__Required task__:
Starting at the first line of the records and stopping after the line that contains "173L175 347L190 391L254", write those lines out again with "japanese kanji on lantern" swapped for "painted characters on lantern" and everything else left unchanged.
────────
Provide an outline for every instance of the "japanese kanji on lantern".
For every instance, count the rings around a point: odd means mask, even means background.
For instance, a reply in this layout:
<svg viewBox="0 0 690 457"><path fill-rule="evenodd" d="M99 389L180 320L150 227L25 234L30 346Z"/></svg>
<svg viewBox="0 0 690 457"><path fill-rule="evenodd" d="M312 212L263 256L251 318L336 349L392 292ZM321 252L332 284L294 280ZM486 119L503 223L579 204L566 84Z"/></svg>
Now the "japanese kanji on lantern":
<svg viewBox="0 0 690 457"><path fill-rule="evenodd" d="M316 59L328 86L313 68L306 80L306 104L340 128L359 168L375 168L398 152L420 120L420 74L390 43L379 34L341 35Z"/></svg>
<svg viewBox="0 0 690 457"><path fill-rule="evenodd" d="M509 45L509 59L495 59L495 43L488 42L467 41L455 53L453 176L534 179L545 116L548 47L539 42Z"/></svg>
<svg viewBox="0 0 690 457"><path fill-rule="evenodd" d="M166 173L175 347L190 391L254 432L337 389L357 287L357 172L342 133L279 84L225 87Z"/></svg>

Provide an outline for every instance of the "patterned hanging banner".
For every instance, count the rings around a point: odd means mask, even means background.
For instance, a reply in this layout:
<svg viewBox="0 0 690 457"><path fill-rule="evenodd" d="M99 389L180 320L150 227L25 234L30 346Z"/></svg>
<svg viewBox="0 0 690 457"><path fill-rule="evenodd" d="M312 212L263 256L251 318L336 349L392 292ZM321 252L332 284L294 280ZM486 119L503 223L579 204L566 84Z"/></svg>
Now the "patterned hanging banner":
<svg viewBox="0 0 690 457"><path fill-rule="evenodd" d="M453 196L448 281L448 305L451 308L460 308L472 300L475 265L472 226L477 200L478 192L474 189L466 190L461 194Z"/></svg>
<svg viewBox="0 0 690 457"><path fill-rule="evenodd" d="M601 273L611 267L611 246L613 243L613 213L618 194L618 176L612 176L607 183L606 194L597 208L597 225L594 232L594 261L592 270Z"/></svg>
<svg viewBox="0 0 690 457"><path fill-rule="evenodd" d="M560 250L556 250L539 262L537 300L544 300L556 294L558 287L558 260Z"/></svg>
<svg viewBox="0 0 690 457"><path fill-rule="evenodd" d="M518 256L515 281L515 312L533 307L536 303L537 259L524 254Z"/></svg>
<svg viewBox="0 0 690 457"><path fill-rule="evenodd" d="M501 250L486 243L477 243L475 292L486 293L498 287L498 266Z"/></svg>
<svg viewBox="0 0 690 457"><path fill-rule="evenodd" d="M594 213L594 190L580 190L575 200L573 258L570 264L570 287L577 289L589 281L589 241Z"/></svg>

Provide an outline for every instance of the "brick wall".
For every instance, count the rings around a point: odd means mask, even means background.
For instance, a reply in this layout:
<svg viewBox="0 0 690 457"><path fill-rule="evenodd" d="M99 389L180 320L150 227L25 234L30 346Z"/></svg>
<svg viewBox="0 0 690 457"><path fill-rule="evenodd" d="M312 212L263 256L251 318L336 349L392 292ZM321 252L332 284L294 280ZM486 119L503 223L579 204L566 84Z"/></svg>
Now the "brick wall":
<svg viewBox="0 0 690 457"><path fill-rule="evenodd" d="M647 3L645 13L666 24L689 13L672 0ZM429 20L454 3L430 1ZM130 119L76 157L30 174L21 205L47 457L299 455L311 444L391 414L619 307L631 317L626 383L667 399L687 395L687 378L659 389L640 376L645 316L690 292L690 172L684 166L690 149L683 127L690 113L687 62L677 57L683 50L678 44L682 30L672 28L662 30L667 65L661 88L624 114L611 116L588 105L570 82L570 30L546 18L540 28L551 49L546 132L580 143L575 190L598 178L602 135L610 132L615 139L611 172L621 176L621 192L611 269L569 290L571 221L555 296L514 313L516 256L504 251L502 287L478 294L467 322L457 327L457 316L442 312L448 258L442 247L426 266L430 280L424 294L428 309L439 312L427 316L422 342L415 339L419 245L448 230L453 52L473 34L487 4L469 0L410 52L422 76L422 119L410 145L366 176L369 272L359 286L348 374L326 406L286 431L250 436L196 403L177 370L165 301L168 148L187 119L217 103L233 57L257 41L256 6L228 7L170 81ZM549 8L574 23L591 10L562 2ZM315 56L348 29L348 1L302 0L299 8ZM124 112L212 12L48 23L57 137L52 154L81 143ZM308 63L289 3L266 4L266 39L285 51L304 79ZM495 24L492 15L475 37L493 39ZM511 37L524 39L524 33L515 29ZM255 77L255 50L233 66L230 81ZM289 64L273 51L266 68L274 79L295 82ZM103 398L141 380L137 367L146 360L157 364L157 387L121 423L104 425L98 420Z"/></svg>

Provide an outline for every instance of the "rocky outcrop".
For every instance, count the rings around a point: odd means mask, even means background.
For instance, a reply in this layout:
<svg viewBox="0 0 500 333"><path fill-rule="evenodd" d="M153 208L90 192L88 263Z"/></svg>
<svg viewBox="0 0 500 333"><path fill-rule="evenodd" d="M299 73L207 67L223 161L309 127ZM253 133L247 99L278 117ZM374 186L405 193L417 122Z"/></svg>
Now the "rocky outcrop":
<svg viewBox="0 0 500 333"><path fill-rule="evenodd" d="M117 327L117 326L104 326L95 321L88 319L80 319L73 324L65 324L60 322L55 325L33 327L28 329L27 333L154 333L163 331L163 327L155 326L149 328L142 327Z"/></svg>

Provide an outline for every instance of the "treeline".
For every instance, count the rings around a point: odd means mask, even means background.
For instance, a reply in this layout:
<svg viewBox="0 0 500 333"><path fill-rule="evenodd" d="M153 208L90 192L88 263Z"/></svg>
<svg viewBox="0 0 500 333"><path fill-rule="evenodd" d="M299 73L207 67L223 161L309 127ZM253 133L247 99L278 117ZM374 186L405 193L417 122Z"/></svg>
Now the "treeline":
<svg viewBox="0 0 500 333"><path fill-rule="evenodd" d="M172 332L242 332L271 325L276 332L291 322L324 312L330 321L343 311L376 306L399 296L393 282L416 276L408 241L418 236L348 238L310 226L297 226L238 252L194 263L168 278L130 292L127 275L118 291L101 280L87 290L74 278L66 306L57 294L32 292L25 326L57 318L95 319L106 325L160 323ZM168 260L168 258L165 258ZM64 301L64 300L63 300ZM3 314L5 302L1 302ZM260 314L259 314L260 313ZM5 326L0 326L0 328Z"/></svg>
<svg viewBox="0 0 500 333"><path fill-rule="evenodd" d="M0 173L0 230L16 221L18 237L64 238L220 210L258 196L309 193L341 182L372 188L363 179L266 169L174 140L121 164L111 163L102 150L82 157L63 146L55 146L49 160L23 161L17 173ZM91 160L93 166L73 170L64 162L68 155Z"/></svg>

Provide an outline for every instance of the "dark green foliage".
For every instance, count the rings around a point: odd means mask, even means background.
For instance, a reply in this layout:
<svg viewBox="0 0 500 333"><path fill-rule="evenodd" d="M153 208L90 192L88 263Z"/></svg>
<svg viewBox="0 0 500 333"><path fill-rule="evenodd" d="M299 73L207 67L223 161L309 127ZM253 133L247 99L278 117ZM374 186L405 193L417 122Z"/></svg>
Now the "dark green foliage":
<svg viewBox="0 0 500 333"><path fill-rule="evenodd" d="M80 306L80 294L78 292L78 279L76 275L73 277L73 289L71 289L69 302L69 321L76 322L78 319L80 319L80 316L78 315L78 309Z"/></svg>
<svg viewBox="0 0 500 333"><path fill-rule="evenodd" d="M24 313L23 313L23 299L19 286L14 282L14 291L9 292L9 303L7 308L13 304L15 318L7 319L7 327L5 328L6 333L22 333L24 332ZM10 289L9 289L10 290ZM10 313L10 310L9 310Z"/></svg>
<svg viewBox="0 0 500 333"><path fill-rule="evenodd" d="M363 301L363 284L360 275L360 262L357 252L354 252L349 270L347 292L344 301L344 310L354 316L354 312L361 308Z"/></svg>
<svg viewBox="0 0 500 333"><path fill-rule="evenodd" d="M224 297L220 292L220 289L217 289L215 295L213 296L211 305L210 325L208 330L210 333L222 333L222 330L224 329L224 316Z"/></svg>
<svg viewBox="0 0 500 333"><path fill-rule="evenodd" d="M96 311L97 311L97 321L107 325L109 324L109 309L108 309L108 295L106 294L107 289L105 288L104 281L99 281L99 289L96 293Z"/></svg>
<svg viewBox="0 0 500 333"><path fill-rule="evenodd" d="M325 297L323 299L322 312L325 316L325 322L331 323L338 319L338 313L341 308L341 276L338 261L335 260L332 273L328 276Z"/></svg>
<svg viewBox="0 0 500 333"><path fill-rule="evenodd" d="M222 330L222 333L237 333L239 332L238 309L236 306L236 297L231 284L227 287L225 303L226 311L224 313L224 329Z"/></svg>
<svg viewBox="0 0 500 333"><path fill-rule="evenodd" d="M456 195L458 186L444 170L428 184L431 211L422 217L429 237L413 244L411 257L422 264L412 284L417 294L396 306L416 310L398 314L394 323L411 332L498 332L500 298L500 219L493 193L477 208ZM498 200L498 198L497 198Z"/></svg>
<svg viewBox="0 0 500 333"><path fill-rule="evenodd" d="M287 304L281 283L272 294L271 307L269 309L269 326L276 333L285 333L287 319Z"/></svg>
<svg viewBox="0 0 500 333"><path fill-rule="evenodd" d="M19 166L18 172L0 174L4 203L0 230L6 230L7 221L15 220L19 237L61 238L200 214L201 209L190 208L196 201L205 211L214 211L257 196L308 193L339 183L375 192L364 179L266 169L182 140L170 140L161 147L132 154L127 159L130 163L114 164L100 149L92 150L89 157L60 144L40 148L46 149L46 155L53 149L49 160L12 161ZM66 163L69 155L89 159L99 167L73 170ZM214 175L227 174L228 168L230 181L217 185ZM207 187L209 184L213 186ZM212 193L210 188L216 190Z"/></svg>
────────
__Exercise response__:
Provide an outline for every instance of the "painted characters on lantern".
For every instance, count the rings around a point: odd means mask, even means background.
For instance, a reply in this layout:
<svg viewBox="0 0 690 457"><path fill-rule="evenodd" d="M99 389L180 320L150 227L25 234L30 346Z"/></svg>
<svg viewBox="0 0 690 457"><path fill-rule="evenodd" d="M312 212L263 256L251 318L336 349L392 292ZM321 252L332 284L294 280ZM486 119L503 223L579 204L566 84Z"/></svg>
Now the "painted characters on lantern":
<svg viewBox="0 0 690 457"><path fill-rule="evenodd" d="M316 59L328 86L313 68L306 80L306 104L340 128L359 168L375 168L398 152L420 120L420 74L390 43L379 34L341 35Z"/></svg>
<svg viewBox="0 0 690 457"><path fill-rule="evenodd" d="M509 45L509 59L495 59L495 43L488 42L467 41L455 53L453 176L534 179L545 116L548 47L539 42Z"/></svg>
<svg viewBox="0 0 690 457"><path fill-rule="evenodd" d="M166 173L175 347L190 391L254 432L337 389L357 287L357 172L342 133L279 84L225 87Z"/></svg>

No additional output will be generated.